DATA SUPPLIED
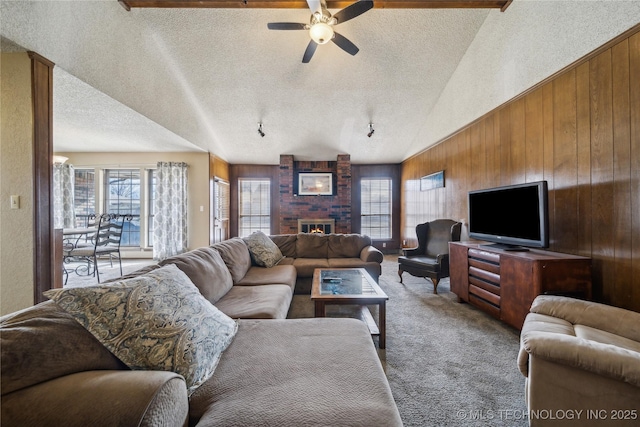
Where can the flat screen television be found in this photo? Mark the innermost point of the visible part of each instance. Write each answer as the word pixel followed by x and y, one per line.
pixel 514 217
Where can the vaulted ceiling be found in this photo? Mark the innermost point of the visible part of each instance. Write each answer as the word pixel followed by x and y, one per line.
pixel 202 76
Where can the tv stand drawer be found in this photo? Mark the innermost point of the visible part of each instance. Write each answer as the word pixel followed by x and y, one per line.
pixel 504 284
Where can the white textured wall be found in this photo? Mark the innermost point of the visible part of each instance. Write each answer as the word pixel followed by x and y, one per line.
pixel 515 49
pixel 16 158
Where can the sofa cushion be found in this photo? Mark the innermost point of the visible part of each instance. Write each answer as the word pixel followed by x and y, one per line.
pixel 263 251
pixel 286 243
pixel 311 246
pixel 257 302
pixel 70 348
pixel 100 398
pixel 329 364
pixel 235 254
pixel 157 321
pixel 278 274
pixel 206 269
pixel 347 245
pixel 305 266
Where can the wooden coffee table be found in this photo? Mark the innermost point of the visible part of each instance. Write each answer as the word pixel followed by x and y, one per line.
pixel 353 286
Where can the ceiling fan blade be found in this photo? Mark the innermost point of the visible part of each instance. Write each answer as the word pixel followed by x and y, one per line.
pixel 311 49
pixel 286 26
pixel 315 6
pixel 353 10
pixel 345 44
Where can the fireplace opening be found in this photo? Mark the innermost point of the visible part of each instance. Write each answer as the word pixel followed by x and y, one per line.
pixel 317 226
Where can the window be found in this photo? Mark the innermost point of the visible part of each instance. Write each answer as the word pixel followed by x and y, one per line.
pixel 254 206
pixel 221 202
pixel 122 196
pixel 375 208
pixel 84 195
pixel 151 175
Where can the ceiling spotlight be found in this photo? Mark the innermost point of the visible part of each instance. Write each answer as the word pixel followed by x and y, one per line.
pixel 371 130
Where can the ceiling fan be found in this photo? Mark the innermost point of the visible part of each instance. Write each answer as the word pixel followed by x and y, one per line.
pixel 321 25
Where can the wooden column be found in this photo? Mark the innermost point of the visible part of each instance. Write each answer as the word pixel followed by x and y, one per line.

* * *

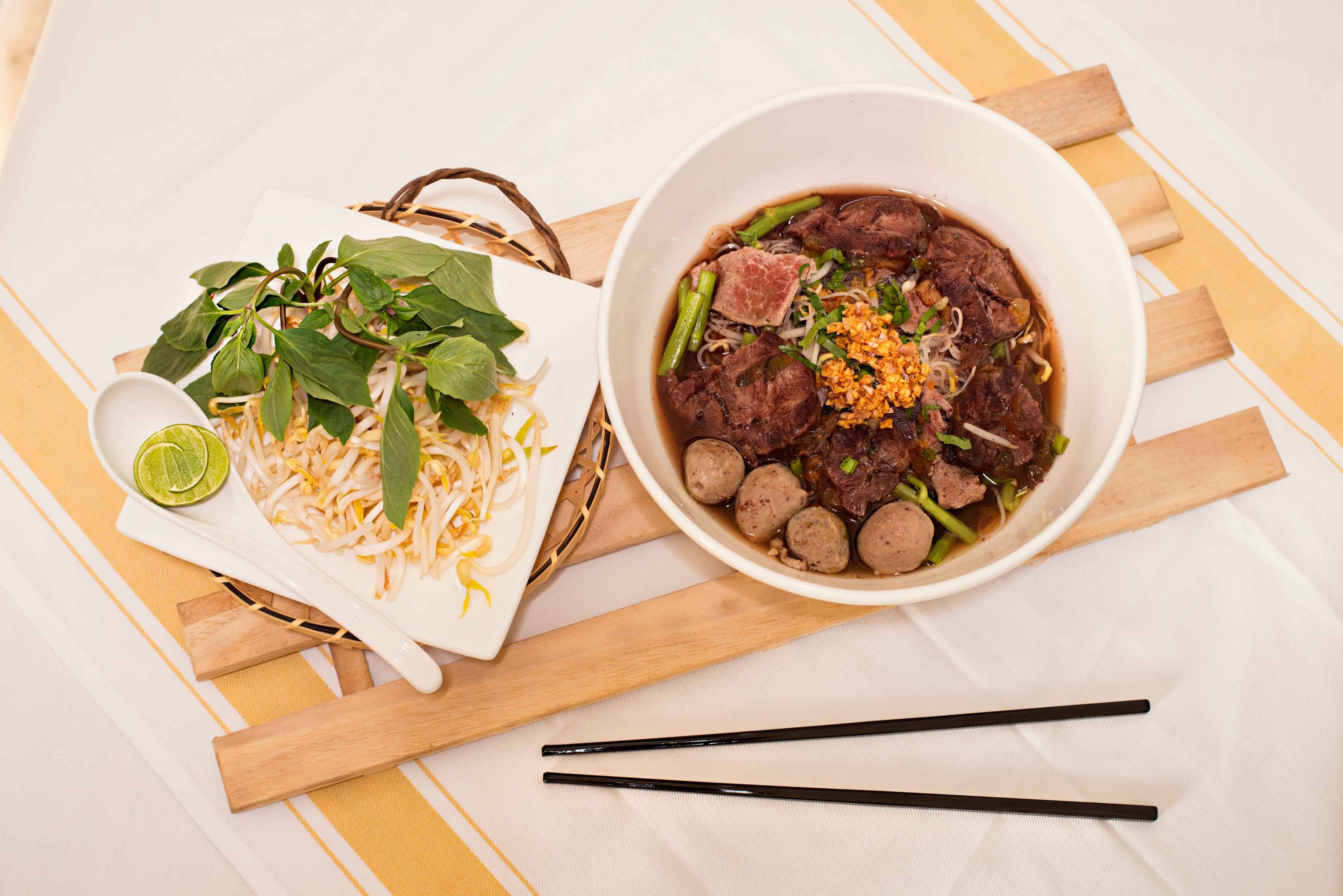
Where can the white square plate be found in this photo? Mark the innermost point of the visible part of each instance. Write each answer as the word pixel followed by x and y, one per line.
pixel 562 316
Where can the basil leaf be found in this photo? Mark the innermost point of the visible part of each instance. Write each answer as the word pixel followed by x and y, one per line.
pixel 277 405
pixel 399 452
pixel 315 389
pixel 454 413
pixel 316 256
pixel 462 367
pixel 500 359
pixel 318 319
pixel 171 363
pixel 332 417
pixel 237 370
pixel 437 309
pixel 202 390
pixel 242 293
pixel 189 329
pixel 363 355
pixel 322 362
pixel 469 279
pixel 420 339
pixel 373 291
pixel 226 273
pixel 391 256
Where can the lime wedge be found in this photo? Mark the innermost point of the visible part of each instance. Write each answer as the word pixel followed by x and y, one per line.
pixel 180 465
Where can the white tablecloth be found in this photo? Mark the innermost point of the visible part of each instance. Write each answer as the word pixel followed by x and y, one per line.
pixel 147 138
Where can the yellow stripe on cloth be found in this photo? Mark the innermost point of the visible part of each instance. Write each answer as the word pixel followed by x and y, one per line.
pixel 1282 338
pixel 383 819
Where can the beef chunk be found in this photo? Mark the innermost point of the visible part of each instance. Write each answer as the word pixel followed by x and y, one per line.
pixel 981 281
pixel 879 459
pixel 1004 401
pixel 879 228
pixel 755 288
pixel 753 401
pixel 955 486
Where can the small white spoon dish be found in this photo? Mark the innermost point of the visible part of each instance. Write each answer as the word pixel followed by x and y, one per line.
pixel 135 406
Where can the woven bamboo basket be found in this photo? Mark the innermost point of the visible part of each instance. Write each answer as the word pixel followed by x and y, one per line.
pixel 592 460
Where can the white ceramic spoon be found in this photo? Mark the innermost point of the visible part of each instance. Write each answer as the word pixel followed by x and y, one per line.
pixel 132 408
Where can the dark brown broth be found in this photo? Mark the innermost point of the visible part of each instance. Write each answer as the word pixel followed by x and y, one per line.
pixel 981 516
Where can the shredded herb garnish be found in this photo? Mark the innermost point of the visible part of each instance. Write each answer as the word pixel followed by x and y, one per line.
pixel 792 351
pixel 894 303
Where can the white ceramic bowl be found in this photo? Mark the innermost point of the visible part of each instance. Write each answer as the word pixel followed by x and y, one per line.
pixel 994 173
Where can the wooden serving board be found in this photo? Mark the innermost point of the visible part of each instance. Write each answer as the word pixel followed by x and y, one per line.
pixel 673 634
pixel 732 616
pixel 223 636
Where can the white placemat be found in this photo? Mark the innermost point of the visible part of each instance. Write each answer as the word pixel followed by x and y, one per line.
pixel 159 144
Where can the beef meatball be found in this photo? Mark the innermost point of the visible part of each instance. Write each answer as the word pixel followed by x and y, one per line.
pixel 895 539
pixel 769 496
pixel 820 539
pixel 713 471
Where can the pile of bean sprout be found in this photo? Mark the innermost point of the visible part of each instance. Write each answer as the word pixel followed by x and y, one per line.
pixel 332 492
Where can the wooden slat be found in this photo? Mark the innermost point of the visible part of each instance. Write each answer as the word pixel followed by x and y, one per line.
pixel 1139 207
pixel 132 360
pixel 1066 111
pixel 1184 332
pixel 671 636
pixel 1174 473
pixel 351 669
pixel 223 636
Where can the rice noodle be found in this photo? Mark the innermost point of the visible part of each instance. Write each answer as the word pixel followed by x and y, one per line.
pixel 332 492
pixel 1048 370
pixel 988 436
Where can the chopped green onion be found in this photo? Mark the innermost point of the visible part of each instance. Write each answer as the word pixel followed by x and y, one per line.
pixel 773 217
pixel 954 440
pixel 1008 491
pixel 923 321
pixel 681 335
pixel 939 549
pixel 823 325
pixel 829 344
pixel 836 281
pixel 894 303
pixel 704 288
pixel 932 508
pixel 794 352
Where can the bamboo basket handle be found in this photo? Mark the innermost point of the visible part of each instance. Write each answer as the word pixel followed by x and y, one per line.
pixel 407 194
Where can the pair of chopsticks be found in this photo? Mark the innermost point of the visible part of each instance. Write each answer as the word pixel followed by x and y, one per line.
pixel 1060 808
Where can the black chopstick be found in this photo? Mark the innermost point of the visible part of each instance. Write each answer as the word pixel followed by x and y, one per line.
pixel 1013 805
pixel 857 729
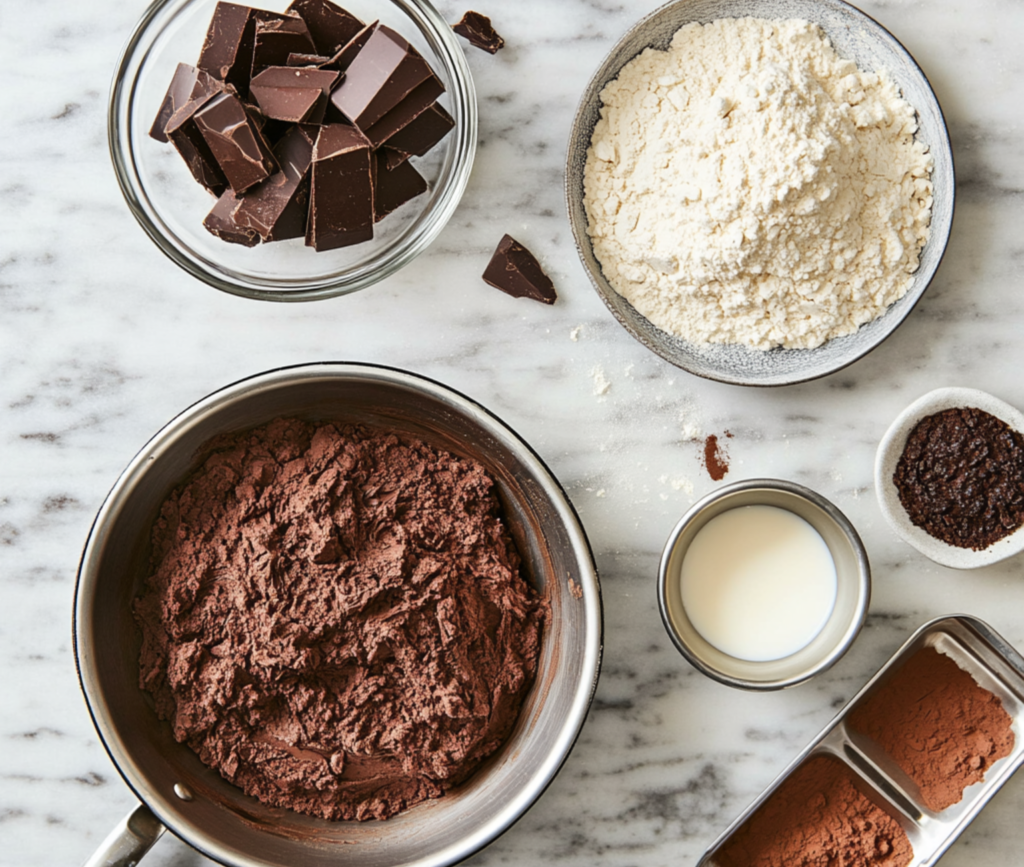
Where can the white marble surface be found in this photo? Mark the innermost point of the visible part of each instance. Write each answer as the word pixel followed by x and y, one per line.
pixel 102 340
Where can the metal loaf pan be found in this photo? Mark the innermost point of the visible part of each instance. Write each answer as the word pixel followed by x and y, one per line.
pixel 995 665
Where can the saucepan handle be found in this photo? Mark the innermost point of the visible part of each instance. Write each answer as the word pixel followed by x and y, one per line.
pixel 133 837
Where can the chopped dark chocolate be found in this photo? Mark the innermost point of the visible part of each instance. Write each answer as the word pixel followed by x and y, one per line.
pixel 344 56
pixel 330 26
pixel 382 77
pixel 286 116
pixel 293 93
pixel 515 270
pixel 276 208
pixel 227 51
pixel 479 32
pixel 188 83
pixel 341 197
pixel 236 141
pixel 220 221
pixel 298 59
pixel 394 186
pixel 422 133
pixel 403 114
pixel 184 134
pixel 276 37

WORK TO BE COMPLETED
Copy the listing verbatim from the line containing "Where can the sofa" through the line containing "pixel 353 286", with both of those lines included.

RESPONSE
Where can the sofa cushion be found in this photo? Mark the innermost point of the visible part of each instance. Write each answer as the word pixel followed by x and y, one per line.
pixel 263 251
pixel 286 243
pixel 311 246
pixel 257 302
pixel 70 348
pixel 100 398
pixel 329 364
pixel 235 254
pixel 157 321
pixel 278 274
pixel 206 269
pixel 347 245
pixel 305 266
Where can the wooden coffee table be found in this photo? Mark the innermost point of the visible part of each instance. Write each answer as the word pixel followed by x and y, one per line.
pixel 353 286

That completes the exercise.